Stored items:
_ _ _
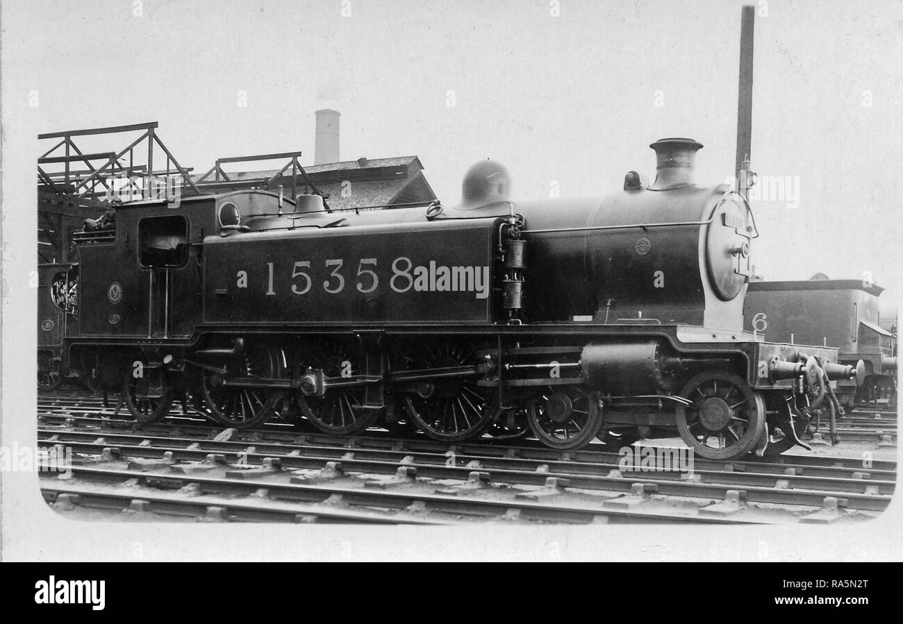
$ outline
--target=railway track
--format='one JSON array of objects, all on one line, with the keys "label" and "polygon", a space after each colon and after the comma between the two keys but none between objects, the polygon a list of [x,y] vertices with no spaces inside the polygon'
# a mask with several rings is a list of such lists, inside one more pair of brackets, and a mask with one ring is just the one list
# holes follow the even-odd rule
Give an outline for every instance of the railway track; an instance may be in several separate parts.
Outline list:
[{"label": "railway track", "polygon": [[181,410],[170,423],[141,425],[98,407],[59,398],[41,406],[39,444],[75,454],[70,479],[42,482],[64,511],[421,524],[855,521],[885,509],[896,481],[896,463],[859,458],[696,458],[689,475],[623,470],[601,445],[448,446],[378,430],[346,440],[278,423],[223,431]]}]

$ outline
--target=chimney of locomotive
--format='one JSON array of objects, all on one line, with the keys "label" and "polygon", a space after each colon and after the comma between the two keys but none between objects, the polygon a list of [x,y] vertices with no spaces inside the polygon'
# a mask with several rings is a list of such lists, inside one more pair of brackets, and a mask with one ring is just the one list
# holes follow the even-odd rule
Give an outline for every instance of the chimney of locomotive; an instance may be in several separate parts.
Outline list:
[{"label": "chimney of locomotive", "polygon": [[313,143],[313,164],[339,162],[339,111],[321,108],[317,115],[317,133]]},{"label": "chimney of locomotive", "polygon": [[656,181],[649,190],[668,190],[694,184],[694,162],[703,144],[693,139],[659,139],[649,145],[656,151]]}]

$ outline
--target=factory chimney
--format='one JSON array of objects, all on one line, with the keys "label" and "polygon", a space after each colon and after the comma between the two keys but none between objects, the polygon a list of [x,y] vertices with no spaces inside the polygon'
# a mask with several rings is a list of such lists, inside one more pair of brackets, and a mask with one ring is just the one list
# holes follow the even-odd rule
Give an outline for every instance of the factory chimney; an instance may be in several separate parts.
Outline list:
[{"label": "factory chimney", "polygon": [[322,108],[316,112],[317,135],[313,144],[313,164],[339,162],[339,111]]}]

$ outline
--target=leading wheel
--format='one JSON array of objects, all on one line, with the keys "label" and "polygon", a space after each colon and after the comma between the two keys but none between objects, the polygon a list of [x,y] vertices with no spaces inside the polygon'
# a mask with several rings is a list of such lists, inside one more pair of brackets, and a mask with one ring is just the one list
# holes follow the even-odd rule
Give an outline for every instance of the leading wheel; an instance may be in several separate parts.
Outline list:
[{"label": "leading wheel", "polygon": [[540,442],[556,449],[580,448],[602,425],[595,393],[582,386],[548,386],[526,404],[530,429]]},{"label": "leading wheel", "polygon": [[693,401],[676,410],[681,439],[706,459],[737,459],[765,435],[762,395],[732,372],[702,372],[680,396]]},{"label": "leading wheel", "polygon": [[139,423],[160,422],[169,414],[173,392],[165,379],[135,378],[129,369],[126,373],[124,390],[126,408]]},{"label": "leading wheel", "polygon": [[210,416],[220,425],[245,429],[265,422],[274,414],[283,392],[275,388],[230,385],[253,382],[255,378],[278,379],[284,370],[282,352],[252,343],[241,355],[220,361],[223,372],[204,371],[201,386]]}]

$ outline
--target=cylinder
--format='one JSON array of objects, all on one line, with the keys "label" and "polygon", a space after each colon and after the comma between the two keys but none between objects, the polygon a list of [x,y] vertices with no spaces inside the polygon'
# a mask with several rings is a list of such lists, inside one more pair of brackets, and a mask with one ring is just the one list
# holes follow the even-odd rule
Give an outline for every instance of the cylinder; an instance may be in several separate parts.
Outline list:
[{"label": "cylinder", "polygon": [[506,310],[524,308],[524,282],[505,280],[502,282],[502,307]]},{"label": "cylinder", "polygon": [[505,254],[505,266],[507,269],[526,269],[526,241],[508,241],[507,252]]}]

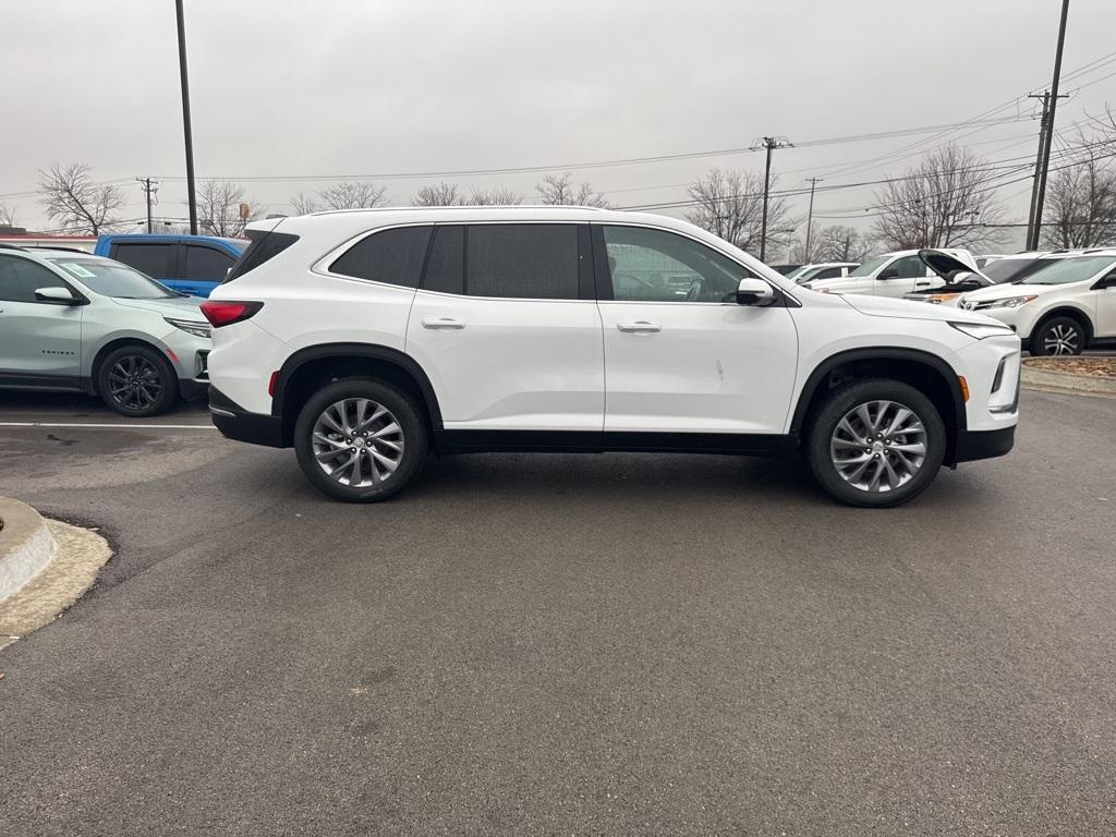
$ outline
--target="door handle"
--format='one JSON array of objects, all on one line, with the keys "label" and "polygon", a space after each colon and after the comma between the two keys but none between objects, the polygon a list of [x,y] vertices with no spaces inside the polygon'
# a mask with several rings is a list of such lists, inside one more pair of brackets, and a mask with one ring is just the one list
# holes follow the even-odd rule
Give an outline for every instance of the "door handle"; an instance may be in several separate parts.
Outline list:
[{"label": "door handle", "polygon": [[453,319],[452,317],[427,317],[422,321],[423,328],[445,328],[448,330],[464,328],[465,324],[460,319]]}]

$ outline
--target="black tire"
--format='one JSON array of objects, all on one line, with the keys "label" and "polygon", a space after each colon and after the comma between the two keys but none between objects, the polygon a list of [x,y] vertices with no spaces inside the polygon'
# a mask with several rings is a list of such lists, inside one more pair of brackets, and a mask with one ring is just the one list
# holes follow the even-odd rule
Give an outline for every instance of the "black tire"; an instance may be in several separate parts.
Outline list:
[{"label": "black tire", "polygon": [[1085,349],[1085,329],[1074,317],[1051,317],[1031,335],[1031,355],[1079,355]]},{"label": "black tire", "polygon": [[[362,430],[357,426],[355,412],[360,401],[371,404],[365,406],[365,411],[375,412],[375,405],[382,406],[387,411],[387,417],[369,422],[365,412]],[[338,407],[341,404],[345,406]],[[335,424],[337,419],[341,420],[341,426],[331,430],[323,424],[324,433],[319,431],[316,436],[315,425],[319,420],[326,421],[327,411]],[[375,439],[379,431],[389,426],[391,419],[394,419],[398,432],[392,431],[382,439]],[[430,436],[422,407],[405,392],[373,378],[341,378],[324,386],[306,402],[295,424],[295,453],[302,473],[324,494],[344,502],[371,503],[392,497],[422,469],[429,446]],[[396,450],[398,448],[402,451]],[[354,454],[355,462],[350,461]],[[396,455],[398,461],[388,472],[382,463]],[[323,456],[325,459],[319,463]],[[348,484],[346,480],[357,484]]]},{"label": "black tire", "polygon": [[97,369],[97,394],[117,413],[146,419],[165,413],[179,400],[179,376],[156,349],[121,346]]},{"label": "black tire", "polygon": [[[887,427],[881,426],[879,432],[873,435],[865,432],[865,427],[869,425],[856,415],[838,432],[843,420],[848,419],[860,405],[869,405],[869,419],[878,419],[881,425],[891,424],[888,416],[896,416],[897,411],[886,411],[894,407],[877,407],[875,416],[872,414],[870,405],[883,402],[892,402],[911,411],[921,423],[922,431],[907,434],[901,430],[885,436]],[[910,421],[903,422],[901,426],[908,425],[915,426]],[[852,427],[856,433],[848,434],[845,426]],[[839,434],[841,439],[835,439],[835,434]],[[846,437],[855,443],[846,443]],[[911,463],[918,454],[912,451],[916,451],[920,444],[924,448],[924,453],[921,464],[914,468]],[[925,490],[942,466],[945,444],[945,424],[930,398],[908,384],[891,378],[869,378],[847,384],[826,396],[807,429],[806,458],[814,479],[835,500],[848,506],[884,508],[905,503]],[[896,449],[893,450],[892,445],[896,445]],[[902,451],[898,446],[902,446]],[[835,451],[846,462],[844,471],[847,477],[853,477],[859,464],[866,463],[867,471],[863,471],[864,477],[858,479],[869,484],[854,484],[843,477],[834,462],[834,456],[838,455]],[[850,459],[846,461],[845,456]],[[864,459],[868,456],[870,462]],[[882,474],[877,478],[881,483],[888,483],[883,487],[885,490],[879,490],[879,487],[875,490],[870,488],[872,478],[877,473]],[[893,480],[892,474],[896,479]],[[892,482],[895,484],[889,484]]]}]

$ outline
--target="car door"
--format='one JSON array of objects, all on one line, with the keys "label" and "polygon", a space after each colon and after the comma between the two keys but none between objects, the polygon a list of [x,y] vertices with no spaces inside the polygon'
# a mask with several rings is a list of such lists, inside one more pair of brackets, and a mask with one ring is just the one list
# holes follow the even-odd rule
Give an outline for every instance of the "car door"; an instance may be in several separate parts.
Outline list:
[{"label": "car door", "polygon": [[1110,270],[1093,287],[1097,311],[1094,337],[1116,338],[1116,270]]},{"label": "car door", "polygon": [[[126,238],[126,237],[125,237]],[[108,258],[127,264],[145,276],[174,288],[179,244],[176,241],[114,241],[108,248]]]},{"label": "car door", "polygon": [[448,431],[604,422],[586,224],[439,224],[407,324]]},{"label": "car door", "polygon": [[878,297],[902,297],[931,286],[927,269],[918,254],[901,256],[876,275],[873,292]]},{"label": "car door", "polygon": [[753,273],[695,239],[638,225],[593,231],[605,430],[781,433],[798,360],[788,309],[738,305],[737,286]]},{"label": "car door", "polygon": [[74,289],[31,259],[0,253],[0,378],[77,386],[84,306],[37,299],[40,288]]},{"label": "car door", "polygon": [[182,243],[179,247],[177,278],[171,287],[194,297],[208,297],[224,281],[233,262],[235,258],[215,244]]}]

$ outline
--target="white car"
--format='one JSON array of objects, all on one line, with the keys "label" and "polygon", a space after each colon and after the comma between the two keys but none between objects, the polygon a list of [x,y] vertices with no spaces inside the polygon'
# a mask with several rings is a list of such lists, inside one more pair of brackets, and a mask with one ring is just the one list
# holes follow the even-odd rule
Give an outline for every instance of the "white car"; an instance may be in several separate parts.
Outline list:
_ _ _
• _EXERCISE PROMPT_:
Show every line of the listing above that contains the string "track".

• _FINAL RESULT_:
--target=railway track
Give an outline for every instance of the railway track; an instance may be in several separate parts.
[{"label": "railway track", "polygon": [[181,410],[170,423],[141,425],[98,407],[59,398],[41,406],[39,444],[75,454],[70,479],[42,482],[64,511],[421,524],[855,521],[885,509],[896,481],[896,463],[859,458],[696,458],[689,475],[623,470],[601,445],[448,446],[378,430],[346,440],[278,423],[223,431]]}]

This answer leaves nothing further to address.